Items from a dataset

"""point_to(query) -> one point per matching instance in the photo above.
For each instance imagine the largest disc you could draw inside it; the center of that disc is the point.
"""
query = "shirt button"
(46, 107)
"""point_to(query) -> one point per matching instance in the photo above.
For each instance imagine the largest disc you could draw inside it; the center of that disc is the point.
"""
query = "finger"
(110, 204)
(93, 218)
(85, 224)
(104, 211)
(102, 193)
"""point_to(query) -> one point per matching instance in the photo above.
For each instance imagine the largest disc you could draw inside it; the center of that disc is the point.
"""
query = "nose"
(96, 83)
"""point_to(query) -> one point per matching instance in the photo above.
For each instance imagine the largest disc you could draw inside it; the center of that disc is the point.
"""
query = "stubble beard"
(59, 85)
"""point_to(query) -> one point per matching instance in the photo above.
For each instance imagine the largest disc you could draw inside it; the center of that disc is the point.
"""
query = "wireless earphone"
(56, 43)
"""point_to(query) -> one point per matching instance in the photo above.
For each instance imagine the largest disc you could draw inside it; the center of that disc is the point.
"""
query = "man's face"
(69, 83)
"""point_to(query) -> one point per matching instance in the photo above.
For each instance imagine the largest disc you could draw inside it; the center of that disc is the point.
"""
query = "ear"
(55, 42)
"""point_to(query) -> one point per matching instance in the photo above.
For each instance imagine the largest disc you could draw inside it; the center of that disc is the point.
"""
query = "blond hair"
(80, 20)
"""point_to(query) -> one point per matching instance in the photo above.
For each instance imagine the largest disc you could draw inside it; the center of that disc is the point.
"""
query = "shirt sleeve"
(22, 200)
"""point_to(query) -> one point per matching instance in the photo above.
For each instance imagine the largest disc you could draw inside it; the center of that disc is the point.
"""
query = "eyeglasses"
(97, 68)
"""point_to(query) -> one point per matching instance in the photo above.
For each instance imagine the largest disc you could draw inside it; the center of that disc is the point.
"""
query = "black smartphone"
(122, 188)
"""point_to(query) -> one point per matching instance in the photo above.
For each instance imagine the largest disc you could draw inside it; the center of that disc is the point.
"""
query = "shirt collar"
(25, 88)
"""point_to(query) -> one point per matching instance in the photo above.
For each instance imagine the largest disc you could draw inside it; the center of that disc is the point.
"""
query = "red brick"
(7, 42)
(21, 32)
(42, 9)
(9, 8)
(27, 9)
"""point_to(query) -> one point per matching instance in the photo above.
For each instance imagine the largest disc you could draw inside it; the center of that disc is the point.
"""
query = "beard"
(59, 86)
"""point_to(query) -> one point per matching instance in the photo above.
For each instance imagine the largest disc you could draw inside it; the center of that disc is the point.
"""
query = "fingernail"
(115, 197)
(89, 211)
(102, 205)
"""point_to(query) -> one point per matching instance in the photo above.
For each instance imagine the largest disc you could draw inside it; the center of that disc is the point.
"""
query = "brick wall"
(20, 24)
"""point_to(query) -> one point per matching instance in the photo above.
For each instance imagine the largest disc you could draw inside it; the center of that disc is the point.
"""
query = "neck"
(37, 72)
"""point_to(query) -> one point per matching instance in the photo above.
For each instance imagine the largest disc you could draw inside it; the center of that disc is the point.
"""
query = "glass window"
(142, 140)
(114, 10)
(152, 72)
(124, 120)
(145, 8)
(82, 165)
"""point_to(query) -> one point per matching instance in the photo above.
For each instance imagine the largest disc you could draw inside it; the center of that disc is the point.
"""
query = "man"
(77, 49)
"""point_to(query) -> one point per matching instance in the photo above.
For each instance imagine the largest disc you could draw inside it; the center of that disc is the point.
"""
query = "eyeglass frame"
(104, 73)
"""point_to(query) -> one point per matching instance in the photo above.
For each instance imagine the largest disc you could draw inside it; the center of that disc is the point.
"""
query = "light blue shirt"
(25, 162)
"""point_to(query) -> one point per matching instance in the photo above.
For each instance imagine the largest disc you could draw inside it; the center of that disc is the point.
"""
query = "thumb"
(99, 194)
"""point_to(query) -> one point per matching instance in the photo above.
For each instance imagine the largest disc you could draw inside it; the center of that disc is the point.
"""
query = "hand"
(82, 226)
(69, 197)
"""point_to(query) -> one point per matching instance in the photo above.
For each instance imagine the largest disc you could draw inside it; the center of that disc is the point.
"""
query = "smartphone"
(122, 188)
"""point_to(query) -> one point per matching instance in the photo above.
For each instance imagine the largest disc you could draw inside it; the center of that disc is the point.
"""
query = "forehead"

Problem details >> Return all of the data above exactly, leaving out no line.

Exercise solution >>
"""point_to(query) -> one point per matching instance in the photo above.
For each instance imagine the largest disc you could draw inside it; the center of that disc is the point.
"""
query = "shirt button"
(46, 107)
"""point_to(query) -> one point per matching instance in the photo above.
For each instance imagine the largest disc you could draw inside it; the center of that disc is the point.
"""
query = "finger"
(110, 204)
(93, 218)
(85, 224)
(104, 211)
(102, 193)
"""point_to(query) -> one point per matching instance in the photo above.
For each instance imagine the largest disc you could draw inside it; the center of that disc is the point.
"""
query = "nose"
(96, 83)
"""point_to(query) -> one point per matching instance in the photo above.
For each instance imagine the largest disc you could draw inside it; the center of that disc is the point.
"""
query = "stubble beard"
(59, 85)
"""point_to(query) -> one point per matching instance in the photo above.
For each instance imagine the largest disc you could draw inside it; the center of that disc is the point.
"""
query = "wireless earphone"
(56, 43)
"""point_to(query) -> one point per matching instance in the photo above.
For each instance imagine the largest disc you could draw inside it; the center of that disc is the point.
"""
query = "man's face"
(69, 83)
"""point_to(query) -> one point per matching instance in the photo above.
For each instance imagine the largest disc you could draw inside it; the center of that disc is the point.
"""
query = "ear"
(55, 42)
"""point_to(query) -> one point per matching instance in the photo above.
For each instance imagine the largest disc you could draw inside it; the center of that disc is the point.
"""
query = "blond hair"
(80, 20)
"""point_to(query) -> one point per matching instance in the photo above.
For each instance imagine the largest disc you could draw inside it; the center of that disc is the point.
"""
query = "shirt sleeve"
(22, 200)
"""point_to(query) -> one point per matching instance in the photo above.
For each instance imagine the largest disc you could draw inside it; the center of that disc is the point.
"""
query = "eyeglasses"
(97, 68)
"""point_to(query) -> one point per matching instance in the photo above.
For each instance imagine the largest disc you could draw inside it; the center of that disc is the point.
"""
query = "black smartphone"
(122, 188)
"""point_to(query) -> one point per matching instance in the photo above.
For each instance imagine the largest disc you could draw inside it; the center of that disc is the point.
"""
query = "shirt collar"
(25, 88)
"""point_to(query) -> one point per matching instance in the photo above.
For each instance imagine the largest disc you could draw inside it; the center of that disc is the point.
"""
query = "red brick"
(7, 42)
(21, 32)
(42, 9)
(9, 8)
(27, 9)
"""point_to(query) -> one point per matching instance in the photo above.
For each instance imagine the largest disc you could draw inside it; the center of that disc is the point.
"""
query = "beard"
(59, 86)
"""point_to(query) -> one point per matching instance in the photo above.
For each instance imagine the largest disc you could draw inside it; the center of that disc is the point.
"""
query = "fingernail"
(115, 197)
(89, 211)
(102, 205)
"""point_to(query) -> one point per matching instance in the photo above.
For each instance imagine the largest disc you could draw inside it; the center of that disc is the point.
"""
query = "brick wall"
(20, 24)
"""point_to(query) -> one point per matching instance in the photo above.
For each instance imagine the largest disc you could draw inside it; the center of that disc is the point.
"""
query = "neck"
(37, 72)
"""point_to(query) -> one point per matching instance in the photo above.
For each instance imagine the largest disc you could draw inside it; the center of that disc is the point.
"""
query = "glass window"
(142, 140)
(114, 10)
(152, 72)
(124, 120)
(145, 8)
(82, 165)
"""point_to(query) -> one point per matching instance in the photo above.
For each instance imagine the largest disc you could draw inside it; the center of that disc is the point.
"""
query = "man"
(77, 49)
"""point_to(query) -> one point per matching instance in the photo above.
For each instance imagine the largest disc you could draw inside it; the center of that disc is the point.
"""
query = "eyeglass frame"
(104, 73)
"""point_to(query) -> one point per matching instance in the photo above.
For each instance imagine the largest disc you could draw inside it; the center of that disc is the point.
"""
query = "light blue shirt"
(25, 162)
"""point_to(query) -> one point per matching instance in the photo above.
For each instance imagine the largest disc you could draw inside it; the center of that disc is the point.
"""
query = "thumb"
(99, 194)
"""point_to(query) -> one point per matching instance in the photo above.
For each instance imagine the largest disc you could draw inside it; the center of that disc is the point.
"""
query = "hand"
(82, 226)
(69, 197)
"""point_to(query) -> one point per matching instance in the photo above.
For each instance imagine the largest disc you could draw inside it; the center of that disc is the point.
"""
query = "smartphone"
(122, 188)
"""point_to(query) -> one point per matching instance in the photo above.
For each instance imagine the largest disc you could draw inside it; the center of that disc is the point.
"""
query = "forehead"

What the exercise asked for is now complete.